Given text:

__________________________________________________

It’s also not clear that the navy yard shooting has altered the Senate dynamics enough to support the case for renewed legislative negotiations over gun laws. The Washington Post reports that Obama and his allies “can’t point to a single new Senate supporter.” The paper’s headline also suggests that the “gun control debate has grown cold.”

Meanwhile, Sen. Joe Manchin, the West Virginia Democrat who sponsored the background check proposal that stalled earlier this year, won’t push for it again unless he can bring five new senators to his cause, Politico reports.

The Republican-led House would be even tougher to corral.

Nonetheless, even with a congressional battle unlikely, both sides lined up their usual arguments. Some conservatives reasserted their suggestion that the president and his Democratic friends want to take away the public’s guns. The Washington Times pounced when Obama said that, in Washington, the nation was facing “yet another mass shooting.” 

“The last mass shooting was over nine months ago at the Sandy Hook Elementary School in Newtown,” the paper wrote. “While we mourn every one of those children and educators lost that day – and today in Washington, D.C. – these events are not a cause for increased alarm.... Mass shootings are extremely rare and should not be described by the president as if they are a common occurrence. He does this to frighten people into believing that they are in more danger in order to get support for restricting Second Amendment rights." 

On the other side of the debate, the Coalition to Stop Gun Violence tweeted: “Incidents like the #NavyYardShooting will continue to occur with regularity until legislators stop allowing the #NRA to write gun policy.”

Despite uncertainties around congressional interest in another protracted fight as well as the political vulnerabilities of an overextended Obama administration, Sen. Dianne Feinstein (D) of California, a leading advocate of gun control legislation, pleaded Monday with her colleagues to stand up to the gun lobby once and for all.

“When will enough be enough?” Senator Feinstein asked. “Congress must stop shirking its responsibility and resume a thoughtful debate on gun violence in this country. We must do more to stop this endless loss of life.”

And those Newtown parents, still wounded from their own losses, are ready to hit the Hill circuit again to advocate reform. The navy yard shooting has provided them with a new urgency. Fifty members of the Newtown Action Alliance traveled to Washington Tuesday to renew calls for legislators to enact sweeping background checks for gun buyers.

"We're not gonna go away,” Carlos Soto, the brother of a teacher killed at Sandy Hook, told ABC News.

The players are girded for action, but a burdened president and weary lawmakers are unlikely to host another round of advocacy. Not imminently, anyway.

__________________________________________________

Work to complete:
A. Duplicate the passage of the article on the navy yard shooting and gun laws, starting at "Despite uncertainties around" and ending at "and for all.".
B. Name every news outlet that the article on the navy yard shooting and gun laws cites as a source.

Provided material:

__________________________________________________

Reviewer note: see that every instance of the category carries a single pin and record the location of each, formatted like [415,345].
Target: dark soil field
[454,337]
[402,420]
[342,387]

__________________________________________________

Responses by task:
A.
Despite uncertainties around congressional interest in another protracted fight as well as the political vulnerabilities of an overextended Obama administration, Sen. Dianne Feinstein (D) of California, a leading advocate of gun control legislation, pleaded Monday with her colleagues to stand up to the gun lobby once and for all.

B.
The Washington Post
Politico
The Washington Times
ABC News